• DESCRIPTION OF THE TASK: Only the lines from the one containing "If you could pick out the tiled" through the end of the records should be retyped, exactly and including both ends; pictures stay out.

INFORMATION PROVIDED: Begin

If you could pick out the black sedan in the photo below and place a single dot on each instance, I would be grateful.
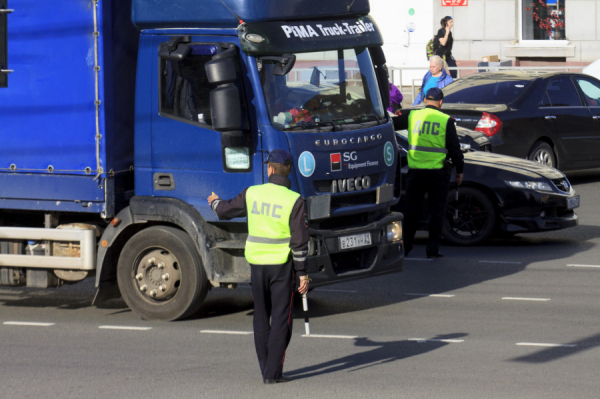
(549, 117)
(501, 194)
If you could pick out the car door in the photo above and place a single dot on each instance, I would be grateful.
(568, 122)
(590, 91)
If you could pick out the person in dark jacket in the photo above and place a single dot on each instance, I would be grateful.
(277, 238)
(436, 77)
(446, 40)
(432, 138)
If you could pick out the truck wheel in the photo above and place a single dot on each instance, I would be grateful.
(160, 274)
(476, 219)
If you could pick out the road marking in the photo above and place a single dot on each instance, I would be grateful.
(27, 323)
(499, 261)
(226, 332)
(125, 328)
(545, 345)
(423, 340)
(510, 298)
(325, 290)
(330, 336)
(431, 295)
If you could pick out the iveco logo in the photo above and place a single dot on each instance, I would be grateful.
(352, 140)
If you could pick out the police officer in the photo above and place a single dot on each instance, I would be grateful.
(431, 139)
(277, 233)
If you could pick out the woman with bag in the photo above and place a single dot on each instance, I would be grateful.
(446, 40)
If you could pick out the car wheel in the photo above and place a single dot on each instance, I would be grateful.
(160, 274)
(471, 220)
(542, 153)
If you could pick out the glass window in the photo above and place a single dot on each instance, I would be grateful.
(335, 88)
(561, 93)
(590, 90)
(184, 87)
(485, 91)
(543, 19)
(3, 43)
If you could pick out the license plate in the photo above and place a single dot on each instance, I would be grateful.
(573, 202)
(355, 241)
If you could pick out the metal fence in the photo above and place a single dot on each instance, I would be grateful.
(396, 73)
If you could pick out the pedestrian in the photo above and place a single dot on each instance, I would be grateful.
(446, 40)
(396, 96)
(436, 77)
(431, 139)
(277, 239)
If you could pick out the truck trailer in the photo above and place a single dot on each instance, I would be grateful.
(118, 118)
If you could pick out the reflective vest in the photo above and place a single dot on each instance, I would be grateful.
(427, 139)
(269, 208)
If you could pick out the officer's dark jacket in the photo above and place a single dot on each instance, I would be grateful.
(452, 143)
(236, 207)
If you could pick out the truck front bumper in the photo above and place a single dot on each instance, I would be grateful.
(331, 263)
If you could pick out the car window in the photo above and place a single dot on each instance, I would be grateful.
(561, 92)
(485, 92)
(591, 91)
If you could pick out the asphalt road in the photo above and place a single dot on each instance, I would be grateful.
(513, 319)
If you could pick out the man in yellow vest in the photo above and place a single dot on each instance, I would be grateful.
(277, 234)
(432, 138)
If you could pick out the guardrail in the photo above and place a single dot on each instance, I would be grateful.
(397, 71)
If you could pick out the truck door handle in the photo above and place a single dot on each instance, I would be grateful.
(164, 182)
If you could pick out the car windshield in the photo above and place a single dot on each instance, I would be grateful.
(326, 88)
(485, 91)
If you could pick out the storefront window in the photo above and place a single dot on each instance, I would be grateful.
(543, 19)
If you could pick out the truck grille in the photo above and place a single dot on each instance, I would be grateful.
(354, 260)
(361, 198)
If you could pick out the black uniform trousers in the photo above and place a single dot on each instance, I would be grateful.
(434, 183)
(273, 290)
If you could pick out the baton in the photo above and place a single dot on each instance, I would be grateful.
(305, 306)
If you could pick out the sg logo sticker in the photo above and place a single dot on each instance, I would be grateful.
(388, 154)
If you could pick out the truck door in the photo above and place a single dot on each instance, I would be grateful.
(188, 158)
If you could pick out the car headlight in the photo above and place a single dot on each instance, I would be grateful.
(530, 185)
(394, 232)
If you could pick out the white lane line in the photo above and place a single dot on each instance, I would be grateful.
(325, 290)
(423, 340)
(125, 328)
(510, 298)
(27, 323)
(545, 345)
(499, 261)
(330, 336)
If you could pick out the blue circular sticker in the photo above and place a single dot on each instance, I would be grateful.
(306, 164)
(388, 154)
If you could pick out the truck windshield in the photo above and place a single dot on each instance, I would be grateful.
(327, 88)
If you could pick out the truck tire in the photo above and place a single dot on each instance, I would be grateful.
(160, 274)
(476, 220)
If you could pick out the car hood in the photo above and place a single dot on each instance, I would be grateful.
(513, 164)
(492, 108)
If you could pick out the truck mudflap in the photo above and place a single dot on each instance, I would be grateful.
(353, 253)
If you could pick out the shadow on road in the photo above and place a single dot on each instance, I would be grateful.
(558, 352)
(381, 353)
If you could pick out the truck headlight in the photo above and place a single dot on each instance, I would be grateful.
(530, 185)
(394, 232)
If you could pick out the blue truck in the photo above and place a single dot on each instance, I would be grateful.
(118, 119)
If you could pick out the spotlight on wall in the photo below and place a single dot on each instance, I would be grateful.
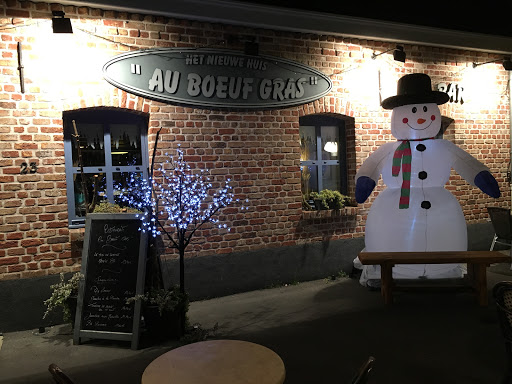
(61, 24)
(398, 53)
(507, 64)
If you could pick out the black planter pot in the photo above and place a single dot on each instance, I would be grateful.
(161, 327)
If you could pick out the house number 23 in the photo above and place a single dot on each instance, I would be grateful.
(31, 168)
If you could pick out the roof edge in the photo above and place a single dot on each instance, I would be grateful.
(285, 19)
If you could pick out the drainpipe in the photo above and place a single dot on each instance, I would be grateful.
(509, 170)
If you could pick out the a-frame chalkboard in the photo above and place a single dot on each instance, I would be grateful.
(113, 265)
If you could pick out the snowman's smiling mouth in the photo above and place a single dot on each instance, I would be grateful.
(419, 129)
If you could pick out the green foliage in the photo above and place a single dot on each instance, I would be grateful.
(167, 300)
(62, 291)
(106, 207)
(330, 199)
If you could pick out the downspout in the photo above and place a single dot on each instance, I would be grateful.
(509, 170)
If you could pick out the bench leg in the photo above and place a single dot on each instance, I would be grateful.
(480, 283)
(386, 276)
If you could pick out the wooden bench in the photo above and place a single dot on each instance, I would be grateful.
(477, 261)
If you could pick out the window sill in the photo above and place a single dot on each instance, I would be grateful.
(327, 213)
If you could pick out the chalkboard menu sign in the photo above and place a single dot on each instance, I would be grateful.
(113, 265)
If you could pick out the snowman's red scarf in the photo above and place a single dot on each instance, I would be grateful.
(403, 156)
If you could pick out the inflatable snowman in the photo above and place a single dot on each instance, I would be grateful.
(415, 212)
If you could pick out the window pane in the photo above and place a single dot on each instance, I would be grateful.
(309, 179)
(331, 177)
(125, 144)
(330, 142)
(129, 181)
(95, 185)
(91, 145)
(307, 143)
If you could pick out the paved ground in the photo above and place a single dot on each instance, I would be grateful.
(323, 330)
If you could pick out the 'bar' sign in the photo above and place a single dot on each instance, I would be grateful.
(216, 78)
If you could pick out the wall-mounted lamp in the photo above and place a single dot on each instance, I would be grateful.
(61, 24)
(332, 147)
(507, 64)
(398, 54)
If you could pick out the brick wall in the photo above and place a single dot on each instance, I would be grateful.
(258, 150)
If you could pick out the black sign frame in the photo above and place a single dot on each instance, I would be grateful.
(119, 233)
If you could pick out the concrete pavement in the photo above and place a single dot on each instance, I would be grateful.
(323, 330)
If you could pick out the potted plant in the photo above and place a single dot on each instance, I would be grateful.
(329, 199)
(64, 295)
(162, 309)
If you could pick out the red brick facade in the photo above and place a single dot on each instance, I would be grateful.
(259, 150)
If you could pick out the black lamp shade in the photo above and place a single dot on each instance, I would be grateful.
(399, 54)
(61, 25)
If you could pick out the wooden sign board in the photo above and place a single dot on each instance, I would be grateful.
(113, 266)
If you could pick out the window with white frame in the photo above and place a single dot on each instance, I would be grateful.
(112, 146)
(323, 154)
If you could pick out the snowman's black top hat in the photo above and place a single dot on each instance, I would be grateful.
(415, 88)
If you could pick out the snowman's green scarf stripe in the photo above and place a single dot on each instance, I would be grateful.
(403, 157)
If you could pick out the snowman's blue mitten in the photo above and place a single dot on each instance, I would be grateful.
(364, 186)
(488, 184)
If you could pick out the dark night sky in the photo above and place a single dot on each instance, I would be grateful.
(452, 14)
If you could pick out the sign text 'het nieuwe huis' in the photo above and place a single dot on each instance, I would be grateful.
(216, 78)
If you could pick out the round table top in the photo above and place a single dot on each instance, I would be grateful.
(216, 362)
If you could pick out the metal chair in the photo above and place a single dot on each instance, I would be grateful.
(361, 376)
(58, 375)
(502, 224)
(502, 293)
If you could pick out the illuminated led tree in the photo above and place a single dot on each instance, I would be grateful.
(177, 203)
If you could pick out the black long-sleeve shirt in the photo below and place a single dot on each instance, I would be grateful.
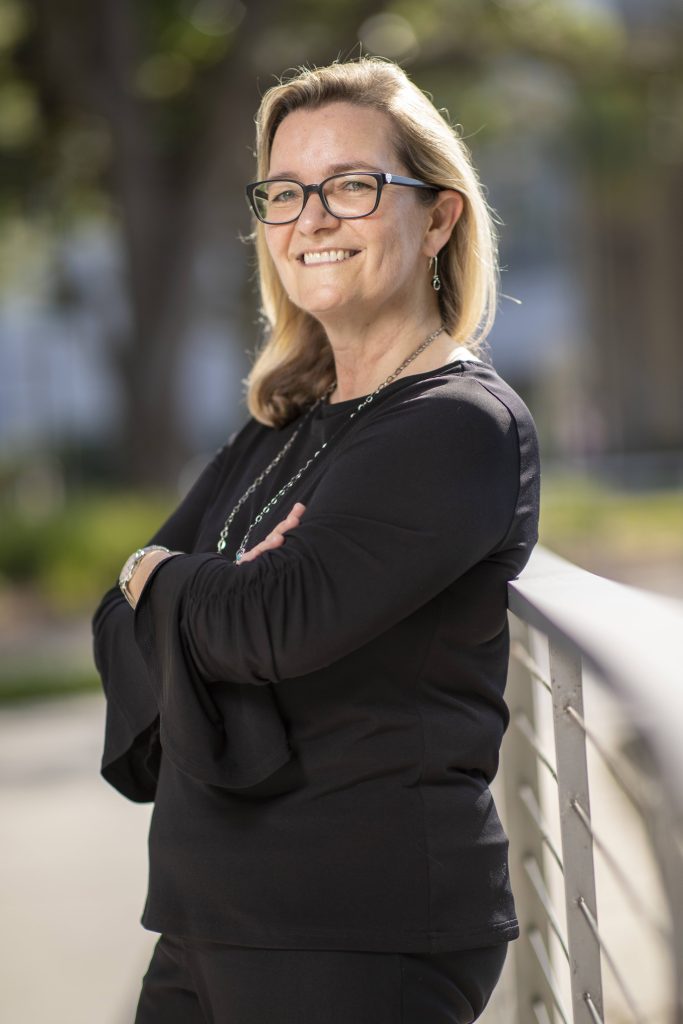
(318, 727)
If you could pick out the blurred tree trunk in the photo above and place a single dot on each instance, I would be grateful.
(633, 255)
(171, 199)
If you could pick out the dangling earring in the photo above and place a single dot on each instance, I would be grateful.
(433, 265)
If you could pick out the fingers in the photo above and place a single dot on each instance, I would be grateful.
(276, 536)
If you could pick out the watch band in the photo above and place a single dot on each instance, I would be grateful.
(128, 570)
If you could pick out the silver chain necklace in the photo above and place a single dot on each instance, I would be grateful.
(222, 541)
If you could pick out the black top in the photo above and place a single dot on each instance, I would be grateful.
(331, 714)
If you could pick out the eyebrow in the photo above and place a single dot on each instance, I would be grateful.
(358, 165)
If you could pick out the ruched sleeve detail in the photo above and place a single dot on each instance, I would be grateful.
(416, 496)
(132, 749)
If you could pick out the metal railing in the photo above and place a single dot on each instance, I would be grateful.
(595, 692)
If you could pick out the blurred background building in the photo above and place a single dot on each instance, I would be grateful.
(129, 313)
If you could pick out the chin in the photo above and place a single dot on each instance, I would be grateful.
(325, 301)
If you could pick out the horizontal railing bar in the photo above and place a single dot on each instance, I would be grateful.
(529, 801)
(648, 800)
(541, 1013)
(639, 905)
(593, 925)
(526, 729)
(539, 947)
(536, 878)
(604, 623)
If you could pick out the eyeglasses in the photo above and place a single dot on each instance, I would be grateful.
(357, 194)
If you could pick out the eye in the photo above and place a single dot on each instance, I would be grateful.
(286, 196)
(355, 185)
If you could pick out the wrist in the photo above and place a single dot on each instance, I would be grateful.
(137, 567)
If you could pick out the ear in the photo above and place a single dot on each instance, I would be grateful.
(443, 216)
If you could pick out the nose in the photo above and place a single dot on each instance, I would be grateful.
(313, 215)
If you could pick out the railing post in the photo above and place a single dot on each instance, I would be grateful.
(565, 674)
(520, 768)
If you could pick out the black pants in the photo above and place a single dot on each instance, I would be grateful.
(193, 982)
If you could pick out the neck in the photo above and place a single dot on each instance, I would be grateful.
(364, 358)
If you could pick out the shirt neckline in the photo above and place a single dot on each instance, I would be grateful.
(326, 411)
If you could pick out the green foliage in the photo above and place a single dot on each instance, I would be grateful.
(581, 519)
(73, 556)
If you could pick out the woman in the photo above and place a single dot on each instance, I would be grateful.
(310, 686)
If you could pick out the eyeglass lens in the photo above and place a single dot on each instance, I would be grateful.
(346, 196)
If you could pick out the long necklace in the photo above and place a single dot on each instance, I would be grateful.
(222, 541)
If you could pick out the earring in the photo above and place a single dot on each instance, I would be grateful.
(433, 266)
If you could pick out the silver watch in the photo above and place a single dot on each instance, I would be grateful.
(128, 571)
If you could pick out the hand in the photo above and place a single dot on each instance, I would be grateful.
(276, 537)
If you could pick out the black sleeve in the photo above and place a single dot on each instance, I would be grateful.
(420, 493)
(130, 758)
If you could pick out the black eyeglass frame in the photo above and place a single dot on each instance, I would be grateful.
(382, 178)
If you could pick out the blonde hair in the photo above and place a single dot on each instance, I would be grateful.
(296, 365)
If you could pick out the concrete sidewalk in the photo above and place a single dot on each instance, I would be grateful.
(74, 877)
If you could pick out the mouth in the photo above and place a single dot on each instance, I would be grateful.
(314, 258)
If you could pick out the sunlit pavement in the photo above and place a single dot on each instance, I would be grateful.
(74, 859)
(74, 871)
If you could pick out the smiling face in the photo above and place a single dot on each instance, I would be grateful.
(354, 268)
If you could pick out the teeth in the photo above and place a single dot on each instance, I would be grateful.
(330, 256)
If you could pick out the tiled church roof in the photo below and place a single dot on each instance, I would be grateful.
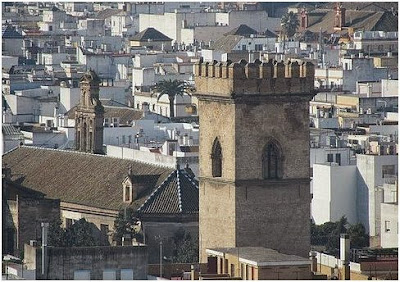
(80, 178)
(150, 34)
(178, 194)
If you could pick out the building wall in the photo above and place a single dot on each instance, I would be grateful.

INFORMATION PROVIDED: End

• EXERCISE RESPONSE:
If you could pick out the tiled church roof in the photo below and place a single dot on each instance, I would be grateful.
(80, 178)
(150, 34)
(178, 194)
If you could pick out the building wall in the photo above and place a single dot on each instance, I would be grateful.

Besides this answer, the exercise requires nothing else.